- Brano riportato:
-=-=-=-=-

L’avrebbe afferrata davanti, alle braccia. Poi avrebbe iniziato a scuoterla. E le avrebbe fatto battere la testa sui gradini della scala interna alla casa: la 61enne è rimasta ferita nella parte posteriore del capo, all’altezza del cervelletto. Secondo una ricostruzione emersa poco dopo l’omicidio, lui l’avrebbe colpita più volte con una katana di piccole dimensioni, che era in casa.

Sentito dagli inquirenti, Osborne, però, non ha detto di averla accoltellata. Dal sopralluogo è emerso che sulla scala c’era confusione, con diversi oggetti mescolati tra cui una collezione di katane dell’uomo dentro una scatola. A dire del 36enne, una di queste armi bianche sarebbe scivolata dal contenitore e avrebbe colpito la donna alla testa, nella parte posteriore, all’altezza della nuca: un racconto che, pur sembrando verosimile, dovrà essere verificato. Appare più probabile che il solo impatto del cranio con i gradini possa aver causato la morte, ma la certezza se per la 61enne sia stata fatale la botta oppure la ferita da katana potrà arrivare solo dall’autopsia che la Procura ha disposto.

Lui ha detto che dopo "lei era viva", descrivendola "con gli occhi sbarrati rivolti verso l’alto": ma questa circostanza è tutta da verificare.

-=-=-=-=-

- Attività proposte:
**1)** Elenca tutte le azioni che, secondo il primo paragrafo del brano sull'omicidio, l'uomo avrebbe compiuto sulla donna.
**2)** Prosegui il brano sull'omicidio della 61enne, riprendendo dopo la sua ultima frase.

Dati di etichettatura con coordinate
-=-=-=-=-

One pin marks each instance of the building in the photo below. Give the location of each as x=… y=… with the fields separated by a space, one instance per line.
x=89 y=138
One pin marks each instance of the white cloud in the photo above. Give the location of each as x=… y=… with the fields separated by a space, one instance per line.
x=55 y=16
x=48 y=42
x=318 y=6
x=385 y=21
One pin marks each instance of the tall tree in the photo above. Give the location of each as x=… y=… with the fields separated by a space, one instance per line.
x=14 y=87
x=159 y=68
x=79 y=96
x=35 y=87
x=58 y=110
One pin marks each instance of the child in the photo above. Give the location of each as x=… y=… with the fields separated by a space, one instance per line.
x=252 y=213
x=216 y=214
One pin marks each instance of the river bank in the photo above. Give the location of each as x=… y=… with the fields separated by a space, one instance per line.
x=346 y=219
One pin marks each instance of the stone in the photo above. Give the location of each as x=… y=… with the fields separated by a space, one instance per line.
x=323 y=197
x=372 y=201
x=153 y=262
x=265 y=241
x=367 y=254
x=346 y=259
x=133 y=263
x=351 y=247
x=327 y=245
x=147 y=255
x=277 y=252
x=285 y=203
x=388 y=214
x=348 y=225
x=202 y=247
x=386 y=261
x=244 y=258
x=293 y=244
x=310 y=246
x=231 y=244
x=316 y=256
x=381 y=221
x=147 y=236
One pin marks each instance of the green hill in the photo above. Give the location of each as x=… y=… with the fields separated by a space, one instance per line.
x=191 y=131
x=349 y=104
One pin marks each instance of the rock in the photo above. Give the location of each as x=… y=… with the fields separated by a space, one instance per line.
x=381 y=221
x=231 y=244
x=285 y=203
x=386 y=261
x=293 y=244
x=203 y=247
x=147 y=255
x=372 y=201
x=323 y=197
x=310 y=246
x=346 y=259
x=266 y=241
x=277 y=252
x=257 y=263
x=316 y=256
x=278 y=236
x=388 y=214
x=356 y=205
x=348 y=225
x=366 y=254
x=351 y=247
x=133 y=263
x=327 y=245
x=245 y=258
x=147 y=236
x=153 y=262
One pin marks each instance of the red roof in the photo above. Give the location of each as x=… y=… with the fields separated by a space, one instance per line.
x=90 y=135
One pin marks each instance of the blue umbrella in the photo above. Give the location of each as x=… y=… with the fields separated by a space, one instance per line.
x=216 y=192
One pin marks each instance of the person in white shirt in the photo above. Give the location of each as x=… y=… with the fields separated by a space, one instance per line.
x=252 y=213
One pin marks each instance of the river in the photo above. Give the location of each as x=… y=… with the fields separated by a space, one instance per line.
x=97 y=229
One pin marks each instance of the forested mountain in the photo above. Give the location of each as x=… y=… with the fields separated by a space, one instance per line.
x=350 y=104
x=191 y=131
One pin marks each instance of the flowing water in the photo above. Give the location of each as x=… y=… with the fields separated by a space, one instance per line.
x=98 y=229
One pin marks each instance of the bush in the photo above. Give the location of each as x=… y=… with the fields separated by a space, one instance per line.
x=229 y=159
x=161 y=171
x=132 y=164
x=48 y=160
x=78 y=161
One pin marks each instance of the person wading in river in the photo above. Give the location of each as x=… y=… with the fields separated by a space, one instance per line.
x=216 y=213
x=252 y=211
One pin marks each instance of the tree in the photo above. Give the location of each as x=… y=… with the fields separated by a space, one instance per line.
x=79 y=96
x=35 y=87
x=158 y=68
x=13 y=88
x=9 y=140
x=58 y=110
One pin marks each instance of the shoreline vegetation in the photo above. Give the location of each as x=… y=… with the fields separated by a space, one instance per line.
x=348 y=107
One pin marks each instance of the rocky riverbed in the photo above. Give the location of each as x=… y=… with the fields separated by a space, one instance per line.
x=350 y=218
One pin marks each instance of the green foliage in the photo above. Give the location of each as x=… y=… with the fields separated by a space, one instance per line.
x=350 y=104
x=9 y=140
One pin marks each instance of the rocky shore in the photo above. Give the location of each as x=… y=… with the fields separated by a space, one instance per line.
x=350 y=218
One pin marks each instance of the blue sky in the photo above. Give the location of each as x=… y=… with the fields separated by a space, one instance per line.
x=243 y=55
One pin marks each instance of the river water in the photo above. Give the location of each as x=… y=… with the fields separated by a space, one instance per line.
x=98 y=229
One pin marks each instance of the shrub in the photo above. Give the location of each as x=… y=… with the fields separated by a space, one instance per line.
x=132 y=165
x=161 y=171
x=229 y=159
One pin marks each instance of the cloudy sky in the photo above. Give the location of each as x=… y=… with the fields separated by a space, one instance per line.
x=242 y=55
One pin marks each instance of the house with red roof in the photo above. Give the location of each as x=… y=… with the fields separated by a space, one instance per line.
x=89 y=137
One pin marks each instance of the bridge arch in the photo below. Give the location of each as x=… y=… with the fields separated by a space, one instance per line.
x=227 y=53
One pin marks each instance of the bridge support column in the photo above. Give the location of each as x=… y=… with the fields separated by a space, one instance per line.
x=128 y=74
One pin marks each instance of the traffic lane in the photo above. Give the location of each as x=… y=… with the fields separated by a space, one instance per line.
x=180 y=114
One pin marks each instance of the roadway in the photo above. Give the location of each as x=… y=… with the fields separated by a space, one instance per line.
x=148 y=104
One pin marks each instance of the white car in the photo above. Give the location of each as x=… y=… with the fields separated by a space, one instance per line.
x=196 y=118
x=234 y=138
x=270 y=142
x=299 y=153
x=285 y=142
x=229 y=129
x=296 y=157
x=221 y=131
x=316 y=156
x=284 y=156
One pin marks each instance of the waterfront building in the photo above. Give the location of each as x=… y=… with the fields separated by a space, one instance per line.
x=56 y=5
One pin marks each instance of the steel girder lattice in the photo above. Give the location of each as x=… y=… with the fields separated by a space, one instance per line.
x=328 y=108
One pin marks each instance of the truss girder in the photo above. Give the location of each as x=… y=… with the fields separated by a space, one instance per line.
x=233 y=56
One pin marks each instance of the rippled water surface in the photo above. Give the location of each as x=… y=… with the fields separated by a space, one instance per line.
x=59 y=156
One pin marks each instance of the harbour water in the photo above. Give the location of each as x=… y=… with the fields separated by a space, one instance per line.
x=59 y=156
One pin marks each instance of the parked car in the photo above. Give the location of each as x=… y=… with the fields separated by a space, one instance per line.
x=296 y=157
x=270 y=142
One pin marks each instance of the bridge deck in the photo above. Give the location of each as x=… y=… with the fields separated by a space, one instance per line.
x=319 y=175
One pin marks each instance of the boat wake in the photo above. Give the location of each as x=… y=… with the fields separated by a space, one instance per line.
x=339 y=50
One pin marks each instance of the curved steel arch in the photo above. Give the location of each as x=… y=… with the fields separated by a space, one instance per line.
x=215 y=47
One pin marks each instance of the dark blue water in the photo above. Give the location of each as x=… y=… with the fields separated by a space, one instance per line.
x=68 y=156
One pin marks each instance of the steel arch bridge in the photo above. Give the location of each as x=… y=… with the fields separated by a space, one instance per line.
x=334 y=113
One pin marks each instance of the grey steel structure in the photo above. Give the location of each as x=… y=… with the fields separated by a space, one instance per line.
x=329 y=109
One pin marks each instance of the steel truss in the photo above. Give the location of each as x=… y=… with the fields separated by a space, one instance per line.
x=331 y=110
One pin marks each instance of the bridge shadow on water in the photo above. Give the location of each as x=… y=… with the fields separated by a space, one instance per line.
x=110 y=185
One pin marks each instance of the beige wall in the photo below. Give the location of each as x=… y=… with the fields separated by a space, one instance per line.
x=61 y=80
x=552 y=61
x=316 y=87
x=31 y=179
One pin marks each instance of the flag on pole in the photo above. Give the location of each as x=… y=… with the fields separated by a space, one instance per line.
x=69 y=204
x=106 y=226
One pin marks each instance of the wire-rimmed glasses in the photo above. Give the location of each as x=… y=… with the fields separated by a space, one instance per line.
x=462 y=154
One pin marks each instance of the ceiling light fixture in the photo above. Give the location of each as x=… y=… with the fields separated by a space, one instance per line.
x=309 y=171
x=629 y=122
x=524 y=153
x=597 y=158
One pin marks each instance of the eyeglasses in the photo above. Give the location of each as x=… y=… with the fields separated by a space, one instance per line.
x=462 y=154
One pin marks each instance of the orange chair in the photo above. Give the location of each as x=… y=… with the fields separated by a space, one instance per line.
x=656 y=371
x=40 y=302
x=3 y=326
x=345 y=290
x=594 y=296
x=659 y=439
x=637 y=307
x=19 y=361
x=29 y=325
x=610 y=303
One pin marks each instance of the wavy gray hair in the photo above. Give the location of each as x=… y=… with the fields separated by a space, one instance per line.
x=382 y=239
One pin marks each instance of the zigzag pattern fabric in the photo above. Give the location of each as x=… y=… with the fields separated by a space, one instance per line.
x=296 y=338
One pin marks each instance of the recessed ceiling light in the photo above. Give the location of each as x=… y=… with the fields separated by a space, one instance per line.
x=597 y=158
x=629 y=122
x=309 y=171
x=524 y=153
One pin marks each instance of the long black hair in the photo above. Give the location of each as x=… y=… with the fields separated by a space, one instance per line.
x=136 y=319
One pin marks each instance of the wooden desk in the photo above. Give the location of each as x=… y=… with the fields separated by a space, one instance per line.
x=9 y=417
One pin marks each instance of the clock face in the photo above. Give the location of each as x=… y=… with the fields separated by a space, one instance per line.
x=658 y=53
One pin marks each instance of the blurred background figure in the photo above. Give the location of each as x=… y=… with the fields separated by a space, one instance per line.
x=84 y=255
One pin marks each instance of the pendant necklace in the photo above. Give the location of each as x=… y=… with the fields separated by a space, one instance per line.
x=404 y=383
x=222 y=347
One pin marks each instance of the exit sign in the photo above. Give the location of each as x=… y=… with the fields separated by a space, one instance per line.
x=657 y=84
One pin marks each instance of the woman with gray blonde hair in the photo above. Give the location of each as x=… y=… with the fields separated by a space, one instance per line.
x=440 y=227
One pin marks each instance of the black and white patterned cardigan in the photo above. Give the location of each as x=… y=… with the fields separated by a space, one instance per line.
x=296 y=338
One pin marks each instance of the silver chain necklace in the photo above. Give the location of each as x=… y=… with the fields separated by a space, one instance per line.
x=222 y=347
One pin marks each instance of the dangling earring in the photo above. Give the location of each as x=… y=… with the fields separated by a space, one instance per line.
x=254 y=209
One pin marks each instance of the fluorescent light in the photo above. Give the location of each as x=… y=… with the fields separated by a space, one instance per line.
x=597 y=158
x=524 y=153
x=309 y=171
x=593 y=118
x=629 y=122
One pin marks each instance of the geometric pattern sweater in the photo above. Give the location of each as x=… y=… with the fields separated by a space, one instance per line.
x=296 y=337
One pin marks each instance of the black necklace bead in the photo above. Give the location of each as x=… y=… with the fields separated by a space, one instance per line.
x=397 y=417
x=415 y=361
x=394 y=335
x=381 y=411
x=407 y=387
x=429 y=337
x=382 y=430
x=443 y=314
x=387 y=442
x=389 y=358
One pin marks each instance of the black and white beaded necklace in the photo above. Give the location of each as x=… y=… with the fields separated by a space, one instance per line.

-=-=-=-=-

- Soluzioni:
**1)**
- L'avrebbe afferrata davanti, alle braccia.
- Avrebbe iniziato a scuoterla.
- Le avrebbe fatto battere la testa sui gradini della scala interna alla casa.
- L'avrebbe colpita più volte con una katana di piccole dimensioni.

**2)**
La Procura ha formulato l’ipotesi di reato di omicidio volontario, aggravato da futili motivi. Secondo Isabella Chiesi, procuratore capo reggente, "la volontarietà appare piena". Al momento si esclude la premeditazione: "Sembrerebbe un omicidio d’impeto".

La morte è avvenuta sul colpo, davanti all’ex compagna e al figlio più grande, di quattro anni. Sul movente, il procuratore conferma: "C’erano tensioni dovute al fatto che la donna voleva separarsi, ma non erano stati aperti procedimenti particolari. Lui non aveva pendenze legate al Codice rosso".

Cosa abbia innescato la rabbia del 36enne, che avrebbe tentato il suicidio qualche mese fa, ancora non è chiaro: forse il risentimento verso la ex moglie, incomprensioni con i suoceri, il timore che i figli si legassero a loro e non a lui. Ancora tanti perché da chiarire, mentre resta un abisso di dolore.